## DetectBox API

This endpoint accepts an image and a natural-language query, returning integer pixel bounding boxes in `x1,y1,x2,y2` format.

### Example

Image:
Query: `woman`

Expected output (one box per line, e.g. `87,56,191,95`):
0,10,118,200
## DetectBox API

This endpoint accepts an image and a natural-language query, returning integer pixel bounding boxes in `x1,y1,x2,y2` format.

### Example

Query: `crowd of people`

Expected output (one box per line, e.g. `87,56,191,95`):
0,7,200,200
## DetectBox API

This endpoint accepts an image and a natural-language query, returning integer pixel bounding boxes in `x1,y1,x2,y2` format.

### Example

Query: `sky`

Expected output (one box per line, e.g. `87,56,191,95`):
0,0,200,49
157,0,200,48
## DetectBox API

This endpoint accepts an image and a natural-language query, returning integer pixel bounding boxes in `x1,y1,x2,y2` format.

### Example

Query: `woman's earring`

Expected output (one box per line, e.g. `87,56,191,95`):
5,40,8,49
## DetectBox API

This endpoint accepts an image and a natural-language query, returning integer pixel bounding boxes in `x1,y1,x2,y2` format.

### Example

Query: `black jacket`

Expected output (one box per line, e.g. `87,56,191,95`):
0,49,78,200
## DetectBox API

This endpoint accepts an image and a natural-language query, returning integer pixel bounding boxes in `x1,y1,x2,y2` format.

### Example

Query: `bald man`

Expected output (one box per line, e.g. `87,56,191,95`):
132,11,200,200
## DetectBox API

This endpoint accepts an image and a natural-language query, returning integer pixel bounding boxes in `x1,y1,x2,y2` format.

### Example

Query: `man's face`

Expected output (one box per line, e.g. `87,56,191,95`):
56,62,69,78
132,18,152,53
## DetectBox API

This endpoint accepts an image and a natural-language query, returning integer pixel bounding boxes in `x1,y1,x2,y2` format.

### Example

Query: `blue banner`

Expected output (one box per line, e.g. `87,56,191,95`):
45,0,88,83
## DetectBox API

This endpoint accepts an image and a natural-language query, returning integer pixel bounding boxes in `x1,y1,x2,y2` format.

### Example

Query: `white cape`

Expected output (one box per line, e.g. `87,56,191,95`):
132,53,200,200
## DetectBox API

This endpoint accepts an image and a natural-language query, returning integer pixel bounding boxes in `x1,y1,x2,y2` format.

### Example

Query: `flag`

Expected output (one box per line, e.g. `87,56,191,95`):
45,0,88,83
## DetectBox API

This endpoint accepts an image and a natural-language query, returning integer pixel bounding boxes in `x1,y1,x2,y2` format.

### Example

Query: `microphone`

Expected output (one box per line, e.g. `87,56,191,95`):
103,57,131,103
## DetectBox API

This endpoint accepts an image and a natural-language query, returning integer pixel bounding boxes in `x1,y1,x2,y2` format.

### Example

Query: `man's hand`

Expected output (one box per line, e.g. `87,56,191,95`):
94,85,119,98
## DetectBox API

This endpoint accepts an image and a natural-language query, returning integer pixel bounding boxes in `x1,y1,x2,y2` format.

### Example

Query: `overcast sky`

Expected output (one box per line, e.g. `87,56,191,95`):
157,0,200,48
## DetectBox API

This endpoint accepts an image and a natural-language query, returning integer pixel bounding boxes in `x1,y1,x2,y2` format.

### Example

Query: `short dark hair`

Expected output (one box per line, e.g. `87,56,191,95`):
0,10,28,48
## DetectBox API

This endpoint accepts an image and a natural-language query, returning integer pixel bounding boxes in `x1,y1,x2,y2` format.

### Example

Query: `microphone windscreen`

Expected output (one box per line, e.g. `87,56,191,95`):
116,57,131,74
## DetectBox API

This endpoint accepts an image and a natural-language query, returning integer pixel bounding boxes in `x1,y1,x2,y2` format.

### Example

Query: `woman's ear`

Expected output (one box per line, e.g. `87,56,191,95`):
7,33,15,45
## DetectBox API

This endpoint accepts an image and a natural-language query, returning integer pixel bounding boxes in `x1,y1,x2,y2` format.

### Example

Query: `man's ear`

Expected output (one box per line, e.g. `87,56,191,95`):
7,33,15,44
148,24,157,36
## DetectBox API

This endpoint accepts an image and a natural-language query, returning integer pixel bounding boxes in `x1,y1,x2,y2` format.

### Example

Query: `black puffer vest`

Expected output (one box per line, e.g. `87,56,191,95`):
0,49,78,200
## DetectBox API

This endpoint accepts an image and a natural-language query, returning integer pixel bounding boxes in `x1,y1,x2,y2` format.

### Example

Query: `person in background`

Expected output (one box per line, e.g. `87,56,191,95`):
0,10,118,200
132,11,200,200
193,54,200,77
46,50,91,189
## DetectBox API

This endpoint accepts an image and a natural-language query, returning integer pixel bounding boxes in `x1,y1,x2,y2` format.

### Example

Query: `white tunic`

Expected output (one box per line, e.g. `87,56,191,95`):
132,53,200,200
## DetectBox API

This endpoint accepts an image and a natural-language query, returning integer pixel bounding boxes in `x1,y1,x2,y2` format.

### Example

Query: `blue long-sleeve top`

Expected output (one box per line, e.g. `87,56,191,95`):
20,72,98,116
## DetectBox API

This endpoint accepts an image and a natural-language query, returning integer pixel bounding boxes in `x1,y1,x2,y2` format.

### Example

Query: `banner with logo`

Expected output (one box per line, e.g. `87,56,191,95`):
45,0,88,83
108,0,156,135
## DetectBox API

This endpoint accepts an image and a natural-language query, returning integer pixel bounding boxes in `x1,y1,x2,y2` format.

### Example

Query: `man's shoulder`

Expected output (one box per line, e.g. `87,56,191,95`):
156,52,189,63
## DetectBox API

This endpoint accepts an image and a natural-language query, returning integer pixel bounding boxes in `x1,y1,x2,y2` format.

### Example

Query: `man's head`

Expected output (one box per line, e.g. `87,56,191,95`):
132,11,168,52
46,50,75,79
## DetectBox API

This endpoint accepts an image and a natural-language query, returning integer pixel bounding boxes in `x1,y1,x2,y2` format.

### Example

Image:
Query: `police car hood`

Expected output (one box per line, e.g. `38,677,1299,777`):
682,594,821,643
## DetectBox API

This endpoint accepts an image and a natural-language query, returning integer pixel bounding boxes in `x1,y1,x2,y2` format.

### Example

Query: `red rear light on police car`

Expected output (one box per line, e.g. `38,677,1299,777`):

## [What is expected]
Pull out every line of the entries that contains the word "banner", copying each one in full. Case counts.

## [Answer for the task]
Query: `blue banner`
Query: `banner with logo`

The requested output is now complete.